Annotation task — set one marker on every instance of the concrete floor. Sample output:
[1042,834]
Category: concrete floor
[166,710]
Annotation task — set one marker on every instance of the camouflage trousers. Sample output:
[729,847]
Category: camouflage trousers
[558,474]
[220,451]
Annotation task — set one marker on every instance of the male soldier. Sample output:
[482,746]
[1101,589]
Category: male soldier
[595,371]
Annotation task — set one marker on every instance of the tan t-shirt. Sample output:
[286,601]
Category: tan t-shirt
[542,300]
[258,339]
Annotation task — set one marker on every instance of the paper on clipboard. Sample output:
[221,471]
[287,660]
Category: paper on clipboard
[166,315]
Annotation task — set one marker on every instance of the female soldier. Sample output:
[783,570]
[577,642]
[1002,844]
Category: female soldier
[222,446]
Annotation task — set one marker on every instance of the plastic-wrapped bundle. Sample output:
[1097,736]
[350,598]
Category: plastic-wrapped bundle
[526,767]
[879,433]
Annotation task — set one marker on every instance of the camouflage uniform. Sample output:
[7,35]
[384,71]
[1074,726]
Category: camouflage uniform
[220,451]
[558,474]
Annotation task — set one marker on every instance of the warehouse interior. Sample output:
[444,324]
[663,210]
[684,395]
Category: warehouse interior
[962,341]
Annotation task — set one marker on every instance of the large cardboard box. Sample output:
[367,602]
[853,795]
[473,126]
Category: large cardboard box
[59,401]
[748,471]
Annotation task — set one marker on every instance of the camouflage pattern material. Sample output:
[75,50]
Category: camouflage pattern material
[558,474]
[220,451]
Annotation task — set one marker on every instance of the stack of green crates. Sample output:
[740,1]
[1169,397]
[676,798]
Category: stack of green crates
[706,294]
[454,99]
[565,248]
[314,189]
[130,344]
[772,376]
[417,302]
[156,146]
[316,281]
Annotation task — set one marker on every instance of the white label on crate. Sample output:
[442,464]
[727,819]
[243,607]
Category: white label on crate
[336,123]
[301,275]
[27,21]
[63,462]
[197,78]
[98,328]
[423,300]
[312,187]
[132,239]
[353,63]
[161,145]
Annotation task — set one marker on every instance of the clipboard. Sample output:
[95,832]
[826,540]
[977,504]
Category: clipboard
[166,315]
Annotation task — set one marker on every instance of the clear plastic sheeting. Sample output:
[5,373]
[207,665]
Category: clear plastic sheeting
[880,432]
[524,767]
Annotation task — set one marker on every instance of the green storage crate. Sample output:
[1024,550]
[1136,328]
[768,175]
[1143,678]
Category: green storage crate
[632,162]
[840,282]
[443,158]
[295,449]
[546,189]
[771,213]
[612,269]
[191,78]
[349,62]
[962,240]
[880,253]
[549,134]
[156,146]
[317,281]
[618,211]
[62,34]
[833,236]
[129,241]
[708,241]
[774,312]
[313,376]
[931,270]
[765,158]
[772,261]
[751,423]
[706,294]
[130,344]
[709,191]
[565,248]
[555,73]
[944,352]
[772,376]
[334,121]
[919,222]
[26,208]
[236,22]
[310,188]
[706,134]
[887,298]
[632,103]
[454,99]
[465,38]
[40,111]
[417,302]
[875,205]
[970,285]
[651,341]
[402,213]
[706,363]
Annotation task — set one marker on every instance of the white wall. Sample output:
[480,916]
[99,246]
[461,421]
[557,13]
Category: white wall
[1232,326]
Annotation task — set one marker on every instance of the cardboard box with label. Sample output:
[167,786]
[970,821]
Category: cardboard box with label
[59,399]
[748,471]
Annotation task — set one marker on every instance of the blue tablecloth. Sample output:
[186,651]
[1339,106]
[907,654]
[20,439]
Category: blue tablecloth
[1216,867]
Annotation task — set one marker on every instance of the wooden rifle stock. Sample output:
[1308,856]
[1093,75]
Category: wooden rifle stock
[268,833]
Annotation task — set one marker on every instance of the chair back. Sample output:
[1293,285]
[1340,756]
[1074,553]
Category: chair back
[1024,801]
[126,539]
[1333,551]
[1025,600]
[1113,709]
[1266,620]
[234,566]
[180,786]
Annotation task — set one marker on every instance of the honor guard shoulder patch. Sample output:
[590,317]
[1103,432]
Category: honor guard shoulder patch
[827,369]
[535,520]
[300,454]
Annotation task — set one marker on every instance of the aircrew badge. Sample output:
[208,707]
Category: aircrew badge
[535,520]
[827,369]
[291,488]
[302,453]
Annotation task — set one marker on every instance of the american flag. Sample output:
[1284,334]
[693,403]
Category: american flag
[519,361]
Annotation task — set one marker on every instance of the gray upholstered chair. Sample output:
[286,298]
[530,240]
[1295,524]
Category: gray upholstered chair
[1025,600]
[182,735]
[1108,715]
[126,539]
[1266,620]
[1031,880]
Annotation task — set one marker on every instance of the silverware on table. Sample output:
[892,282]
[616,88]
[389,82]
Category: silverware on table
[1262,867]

+---+

- [Exercise brief] Write out each line of the material above as a JSON list of strings, one string per line, and skip any blank lines.

- [Solution for this problem]
[
  "Annotation task — set one marker on every instance of the concrete floor. Sample output:",
  "[1042,834]",
  "Category: concrete floor",
  "[166,710]",
  "Annotation task — set one marker on every instance of the camouflage trousers. Sample output:",
  "[729,847]",
  "Category: camouflage trousers",
  "[558,474]",
  "[220,451]",
  "Annotation task — set one marker on every instance of the male soldier. Sample output:",
  "[482,746]",
  "[1101,589]",
  "Category: male soldier",
  "[595,371]",
  "Annotation task — set one marker on every instance of the tan t-shirt. Sample output:",
  "[286,601]",
  "Category: tan t-shirt",
  "[542,300]",
  "[258,339]",
  "Annotation task — set one marker on every instance of the paper on clipboard. Sample output:",
  "[221,471]",
  "[287,660]",
  "Category: paper on clipboard",
  "[166,315]",
  "Annotation task — set one marker on every instance of the female soldier. Sample output:",
  "[783,570]",
  "[577,642]",
  "[1002,844]",
  "Category: female soldier",
  "[222,446]",
  "Annotation task — set one marker on every instance of the plastic-wrapped bundle. Sample output:",
  "[1097,736]",
  "[350,598]",
  "Category: plastic-wrapped bundle",
  "[526,767]",
  "[879,433]",
  "Annotation task — set one marker on every instance of the camouflage uniform. Sample output:",
  "[7,35]",
  "[384,71]",
  "[1074,726]",
  "Category: camouflage uniform",
  "[220,451]",
  "[558,474]",
  "Annotation task — set one marker on every instance of the warehouse interior. Sample output:",
  "[444,324]",
  "[663,210]",
  "[684,395]",
  "Category: warehouse interior",
  "[962,341]",
  "Annotation task — set one marker on every instance of the large cardboard box. Sample output:",
  "[367,602]",
  "[853,795]",
  "[473,126]",
  "Category: large cardboard box",
  "[59,401]",
  "[748,471]",
  "Annotation task — set one marker on every instance of the camouflage pattern material. Sample output:",
  "[75,50]",
  "Category: camouflage pattern material",
  "[558,474]",
  "[220,451]",
  "Annotation task — set one marker on every instance of the stack of green crates. Sample output:",
  "[740,1]",
  "[1169,397]",
  "[676,798]",
  "Category: stack of green crates",
  "[706,294]",
  "[454,99]",
  "[565,248]",
  "[314,189]",
  "[130,344]",
  "[772,376]",
  "[417,302]",
  "[156,146]",
  "[316,281]",
  "Annotation task — set one marker on every instance of the white label on crate. Sample output:",
  "[442,464]",
  "[727,819]",
  "[243,607]",
  "Category: white label on crate",
  "[336,123]",
  "[301,275]",
  "[27,21]",
  "[63,462]",
  "[197,78]",
  "[98,328]",
  "[423,300]",
  "[312,187]",
  "[132,239]",
  "[353,63]",
  "[161,145]",
  "Annotation task — set one marker on every instance of the clipboard. Sample output:",
  "[95,832]",
  "[826,540]",
  "[977,504]",
  "Category: clipboard",
  "[166,315]",
  "Annotation task — set one marker on every instance of the clear plastic sheeting. Sample output:",
  "[5,373]",
  "[207,665]",
  "Category: clear plastic sheeting",
  "[880,432]",
  "[524,767]",
  "Annotation task — set one marker on every instance of the green storage crate. Sample output:",
  "[1024,550]",
  "[1136,328]",
  "[768,175]",
  "[1143,678]",
  "Category: green storage crate",
  "[632,162]",
  "[840,282]",
  "[443,158]",
  "[295,449]",
  "[546,189]",
  "[771,213]",
  "[612,269]",
  "[191,78]",
  "[349,62]",
  "[962,240]",
  "[880,253]",
  "[549,134]",
  "[156,146]",
  "[317,281]",
  "[618,211]",
  "[62,34]",
  "[833,236]",
  "[129,241]",
  "[708,241]",
  "[774,312]",
  "[313,376]",
  "[931,270]",
  "[765,158]",
  "[772,261]",
  "[751,423]",
  "[706,294]",
  "[130,344]",
  "[709,191]",
  "[565,248]",
  "[555,73]",
  "[944,352]",
  "[772,376]",
  "[334,121]",
  "[919,222]",
  "[26,208]",
  "[236,22]",
  "[310,188]",
  "[706,134]",
  "[887,298]",
  "[632,103]",
  "[454,99]",
  "[465,38]",
  "[40,111]",
  "[417,302]",
  "[875,205]",
  "[970,285]",
  "[651,341]",
  "[402,213]",
  "[706,363]",
  "Annotation task — set one marker on every instance of the white wall. Sample output:",
  "[480,916]",
  "[99,246]",
  "[461,421]",
  "[557,13]",
  "Category: white wall",
  "[1232,326]",
  "Annotation task — set one marker on every instance of the cardboard box with label. Sample output:",
  "[167,786]",
  "[970,821]",
  "Category: cardboard box with label",
  "[59,399]",
  "[748,471]",
  "Annotation task — set one marker on every instance of the blue tablecloth. Sample output:",
  "[186,651]",
  "[1339,106]",
  "[907,654]",
  "[20,439]",
  "Category: blue tablecloth",
  "[1216,867]",
  "Annotation task — set one marker on every instance of the wooden rifle stock. Sample output:",
  "[1308,856]",
  "[1093,75]",
  "Category: wooden rifle stock",
  "[268,833]",
  "Annotation task — set one marker on every instance of the chair back. Sample output:",
  "[1293,285]",
  "[1340,756]",
  "[1074,553]",
  "Category: chair back",
  "[1024,801]",
  "[126,539]",
  "[1333,551]",
  "[1025,600]",
  "[1113,709]",
  "[1266,620]",
  "[234,566]",
  "[180,786]",
  "Annotation task — set one marker on every instance of the honor guard shoulder patch. Sample output:",
  "[590,317]",
  "[1103,432]",
  "Category: honor guard shoulder patch",
  "[827,369]",
  "[535,520]",
  "[300,454]",
  "Annotation task — set one marker on every instance of the aircrew badge. Sample output:",
  "[208,707]",
  "Category: aircrew badge",
  "[535,520]",
  "[827,369]",
  "[291,488]",
  "[302,453]",
  "Annotation task — set one marker on every instance of the american flag. Sample output:",
  "[1284,334]",
  "[693,403]",
  "Category: american flag",
  "[519,361]",
  "Annotation task — set one marker on every instance of the gray upholstered chair. Sample output:",
  "[286,298]",
  "[530,240]",
  "[1295,524]",
  "Category: gray upholstered chair",
  "[1025,600]",
  "[182,735]",
  "[1108,715]",
  "[126,539]",
  "[1266,620]",
  "[1031,880]",
  "Annotation task — set one marker on every instance of the silverware on table. Sample output:",
  "[892,282]",
  "[616,88]",
  "[389,82]",
  "Category: silverware on table",
  "[1262,867]"
]